Your answer must be the line holding "the bird's head" followed by every later line through the end of the entries, exactly as written.

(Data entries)
◇ ◇ ◇ ◇ ◇ ◇ ◇
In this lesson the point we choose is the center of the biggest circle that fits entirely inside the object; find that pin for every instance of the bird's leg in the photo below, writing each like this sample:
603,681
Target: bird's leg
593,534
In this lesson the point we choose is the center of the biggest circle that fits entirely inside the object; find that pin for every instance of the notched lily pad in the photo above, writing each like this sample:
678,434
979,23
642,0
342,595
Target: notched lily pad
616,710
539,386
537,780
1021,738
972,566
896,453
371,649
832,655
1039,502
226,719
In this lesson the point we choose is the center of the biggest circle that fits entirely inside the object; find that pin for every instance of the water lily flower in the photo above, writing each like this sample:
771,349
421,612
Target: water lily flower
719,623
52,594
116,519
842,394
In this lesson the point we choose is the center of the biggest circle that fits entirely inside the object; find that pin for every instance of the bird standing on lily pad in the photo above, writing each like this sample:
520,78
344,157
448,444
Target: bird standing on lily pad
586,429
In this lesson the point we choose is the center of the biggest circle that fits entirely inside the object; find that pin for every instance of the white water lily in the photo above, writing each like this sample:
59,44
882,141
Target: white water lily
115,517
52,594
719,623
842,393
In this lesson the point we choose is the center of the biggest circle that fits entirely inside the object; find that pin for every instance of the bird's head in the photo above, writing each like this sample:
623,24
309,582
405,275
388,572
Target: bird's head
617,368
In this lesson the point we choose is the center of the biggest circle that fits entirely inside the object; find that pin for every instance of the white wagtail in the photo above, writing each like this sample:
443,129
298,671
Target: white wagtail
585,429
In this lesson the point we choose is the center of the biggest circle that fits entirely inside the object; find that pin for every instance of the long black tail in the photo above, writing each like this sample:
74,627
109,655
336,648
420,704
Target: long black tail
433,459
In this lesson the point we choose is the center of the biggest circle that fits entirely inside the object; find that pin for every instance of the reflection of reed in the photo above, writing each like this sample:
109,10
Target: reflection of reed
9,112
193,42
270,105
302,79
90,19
◇ ◇ ◇ ◇ ◇ ◇ ◇
** YOUR SOLUTION **
In this lesson the point we choose is the center of the biggest circle that fits entirely inside the object; find that pin for every instance of the bird's head in the photo above, writing each like this sample:
623,24
309,582
405,275
388,572
Target: bird's head
617,368
In this lesson the point we choose is the center of the biggest circle that fits entirely inside the object; find that pin for every instance of the white wagtail in the photo above, writing each like this sample:
443,129
298,671
Target: white wagtail
585,429
In this lesson the point we choose is the center of the biggest circle that fits entirely inside the object; find that pin for every instance of the long black tail in the photo above, writing each like this sample:
74,627
109,655
336,648
420,704
Target: long black tail
433,459
In this lesson the point we choose is the center of the biggest circle that fits entirely inside the object; find that pin for every instance of the reflection of reed in the photo above, writing each like this sample:
109,10
Target: reflection of reed
9,112
193,42
270,105
302,79
90,19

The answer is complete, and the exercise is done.